Items from a dataset:
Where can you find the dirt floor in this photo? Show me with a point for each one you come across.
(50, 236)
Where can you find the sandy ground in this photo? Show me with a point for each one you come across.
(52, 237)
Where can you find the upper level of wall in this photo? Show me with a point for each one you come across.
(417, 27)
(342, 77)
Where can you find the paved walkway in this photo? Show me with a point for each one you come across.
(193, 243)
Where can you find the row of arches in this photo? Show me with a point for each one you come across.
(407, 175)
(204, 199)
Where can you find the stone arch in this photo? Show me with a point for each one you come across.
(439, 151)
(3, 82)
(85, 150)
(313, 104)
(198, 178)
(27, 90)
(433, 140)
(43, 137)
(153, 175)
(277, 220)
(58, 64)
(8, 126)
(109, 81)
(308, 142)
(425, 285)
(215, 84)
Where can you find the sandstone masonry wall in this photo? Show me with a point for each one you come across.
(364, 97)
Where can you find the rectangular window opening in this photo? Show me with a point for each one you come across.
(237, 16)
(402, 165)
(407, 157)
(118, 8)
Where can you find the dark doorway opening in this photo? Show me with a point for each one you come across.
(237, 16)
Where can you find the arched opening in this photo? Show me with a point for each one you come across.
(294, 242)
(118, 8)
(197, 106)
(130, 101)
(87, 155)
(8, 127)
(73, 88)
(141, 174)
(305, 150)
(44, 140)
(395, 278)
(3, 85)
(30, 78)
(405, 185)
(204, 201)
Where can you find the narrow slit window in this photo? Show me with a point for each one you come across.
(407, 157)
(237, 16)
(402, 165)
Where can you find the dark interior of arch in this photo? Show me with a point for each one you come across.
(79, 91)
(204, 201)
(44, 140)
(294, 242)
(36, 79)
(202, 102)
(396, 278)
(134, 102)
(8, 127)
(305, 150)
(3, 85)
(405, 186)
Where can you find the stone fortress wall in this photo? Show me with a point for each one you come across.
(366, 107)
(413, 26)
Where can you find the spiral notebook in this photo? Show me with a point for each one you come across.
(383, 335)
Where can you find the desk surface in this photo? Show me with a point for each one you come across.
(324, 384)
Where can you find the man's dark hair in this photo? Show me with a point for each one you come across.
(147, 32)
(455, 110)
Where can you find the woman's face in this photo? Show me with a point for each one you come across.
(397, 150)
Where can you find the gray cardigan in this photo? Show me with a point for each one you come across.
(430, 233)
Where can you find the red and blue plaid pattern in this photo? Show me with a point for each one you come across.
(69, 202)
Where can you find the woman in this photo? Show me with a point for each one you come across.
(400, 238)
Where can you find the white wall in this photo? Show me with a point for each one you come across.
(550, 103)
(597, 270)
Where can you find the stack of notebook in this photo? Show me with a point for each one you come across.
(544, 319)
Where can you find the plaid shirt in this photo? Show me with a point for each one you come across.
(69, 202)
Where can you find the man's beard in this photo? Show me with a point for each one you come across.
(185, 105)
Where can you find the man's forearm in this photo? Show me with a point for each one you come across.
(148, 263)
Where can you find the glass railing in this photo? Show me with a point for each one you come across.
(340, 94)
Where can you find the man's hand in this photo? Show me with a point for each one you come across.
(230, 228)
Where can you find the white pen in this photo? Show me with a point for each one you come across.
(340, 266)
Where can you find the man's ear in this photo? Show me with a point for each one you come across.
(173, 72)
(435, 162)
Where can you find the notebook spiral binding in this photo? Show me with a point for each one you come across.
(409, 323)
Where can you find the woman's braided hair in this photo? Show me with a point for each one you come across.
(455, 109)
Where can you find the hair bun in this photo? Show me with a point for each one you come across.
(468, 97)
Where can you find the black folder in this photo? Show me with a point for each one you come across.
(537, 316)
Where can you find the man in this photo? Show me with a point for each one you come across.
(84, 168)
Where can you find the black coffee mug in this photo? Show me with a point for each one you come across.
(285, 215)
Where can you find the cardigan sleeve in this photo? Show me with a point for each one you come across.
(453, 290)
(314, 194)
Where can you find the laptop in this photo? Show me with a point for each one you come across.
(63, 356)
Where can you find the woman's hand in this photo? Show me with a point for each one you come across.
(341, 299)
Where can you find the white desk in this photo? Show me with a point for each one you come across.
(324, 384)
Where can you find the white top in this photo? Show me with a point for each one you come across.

WORK TO BE COMPLETED: Please give the lines of the material above as a numbered list, leaving out blank lines, from the line holding "Where can you find the man in" through the end of the material, inclusive.

THE OUTPUT:
1. Where can you find the man in this photo? Show me with a point for each one you come across.
2. (84, 168)
3. Where can you find the black coffee mug in this photo? Show me with a point for each one you come across.
4. (285, 215)
5. Where can you find the cardigan sleeve in this photo? Show me with a point for each one you come across.
6. (453, 290)
7. (314, 194)
8. Where can you find the laptop in this photo? Show me with a point for each one you come across.
9. (63, 356)
10. Where can you find the woman's hand in this photo? Show me with a point for each one you come across.
11. (341, 299)
12. Where can you find the white desk in this photo? Show me with a point for each one you come across.
13. (324, 384)
14. Where can you find the white top in this photo? Show me with a point for each one you come across.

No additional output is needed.